A frase estampada em uma faixa pendurada ontem (22/07)
no Congresso Nacional pelo GTA quer sensibilizar
e motivar o público a participar de uma campanha
contra a biopirataria, que usa o cupuaçu
como exemplo. A fruta, tipicamente brasileira, teve
o nome patenteado por uma empresa japonesa.
Com quatorze metros
de largura por quatro de altura, uma faixa foi pendurada
no corredor de acesso do Anexo II para o Anexo I
do Congresso Nacional, caminho obrigatório
para parlamentares e outras pessoas da Câmara
e do Senado que se dirigem ao plenário. O
dizer é simples e direto: "O cupuaçu
é nosso", impresso em letras gigantescas,
em meio a mais de seis mil assinaturas.
A faixa de alerta é do Grupo de Trabalho
Amazônico, que coordena a Campanha Contra
a Biopirataria (http://www.amazonlink.org/biopirataria/)
e ficará no corredor do plenário até
sexta-feira (24/07). Só no primeiro dia,
mais de 500 simpatizantes deixaram nela seus nomes,
entre eles, a ministra Marina Silva, do Meio Ambiente.
“Queremos chamar a atenção para a
discussão da nova legislação
referente à biopirataria, e que deve substituir
a atual Medida Provisória 2.186 (https://www.planalto.gov.br/ccivil_03/MPV/2186-16.htm),
diz José Arnaldo de Oliveira, assessor nacional
de comunicação e campanhas do GTA.
"A campanha quer aproveitar o cupuaçu,
um símbolo que atinge tanto os produtores,
como indígenas, entre outros, para popularizar
a discussão. Estamos preocupados principalmente
com a questão do acesso ao patrimônio
genético, o consentimento prévio informado
e a repartição dos benefícios,
mas também em proteger as sementes, que estão
sob o efeito de outra lei", explica. Oliveira
refere-se à Lei de Cultivares (https://www.planalto.gov.br/ccivil_03/Leis/L9456.htm),
que permite ao cientista ou laboratório que
fizer alterações genéticas
em espécies vegetais tornar-se dono dos direitos
de produção e comercialização
dos produtos feitos a partir daquelas sementes.
Um exemplo disso é a cobrança de royalties
feita pela Monsanto pelo uso de sementes de soja
transgênica.

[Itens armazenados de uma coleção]
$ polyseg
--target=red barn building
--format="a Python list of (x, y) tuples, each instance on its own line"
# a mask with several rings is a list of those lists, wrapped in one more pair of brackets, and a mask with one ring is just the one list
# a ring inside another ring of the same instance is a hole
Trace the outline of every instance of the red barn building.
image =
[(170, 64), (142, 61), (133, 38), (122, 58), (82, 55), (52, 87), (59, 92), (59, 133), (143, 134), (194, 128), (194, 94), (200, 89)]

§ **TAREFAS PROPOSTAS**
1/ De acordo com o texto sobre a campanha do cupuaçu, quais são as dimensões da faixa pendurada no Congresso Nacional?
2/ Retome o texto sobre a campanha contra a biopirataria a partir do ponto em que ele termina.

§ **RESPOSTAS EM SEQUÊNCIA**
1/ A faixa tem quatorze metros de largura por quatro de altura.

2/
De acordo com dados do Instituto Nacional de Propriedade
Intelectual (Inpi), o Brasil registra bem menos
patentes do que países desenvolvidos. São
de cinco a sete mil por ano, enquanto o Japão
registra 400 mil, os Estados Unidos 350 mil e a
Alemanha 150 mil. A verdade é que não
se sabe ao certo quantos nomes de uso público
brasileiros estão registrados como marca
nem quantas espécies estão patenteadas
no exterior. Um levantamento inicial da Campanha
contra a Biopirataria aponta pelo menos 81 patentes,
entre elas, 31 relacionadas ao guaraná, 13
para a unha-de-gato e duas para o abacateiro, para
ficar nos mais conhecidos.
Entretanto, para Eduardo Vélez, secretário
executivo do Conselho de Gestão do Patrimônio
Genético (CGEN), "qualquer número
é apenas uma estimativa, um chute. Este é
um número que nós gostaríamos
de ter". Vélez faz parte da Câmara
Temática criada pelo CGEN para apresentar,
até o final da próxima semana, um
anteprojeto que servirá como base para as
discussões no Congresso a respeito de uma
nova legislação sobre o assunto. Vale
ressaltar que a Câmara Temática tem
uma representação equivalente entre
órgãos do governo e sociedade civil
(http://www.socioambiental.org/website/noticias/noticia.asp?File=Brasil\2003-03-21-11-07.html).
O Conselho, formado inicialmente apenas por integrantes
do governo, passou este ano a contar com outra categoria,
a dos convidados permanentes, da qual o ISA faz
parte.
Ali, entre outras coisas, busca-se uma atribuição
melhor das responsabilidades entre os órgãos
do governo sobre os projetos de pesquisa genética,
cuja aprovação passou a depender exclusivamente
do Conselho, a partir da Medida Provisória
2.186. Com isso, há um "engessamento"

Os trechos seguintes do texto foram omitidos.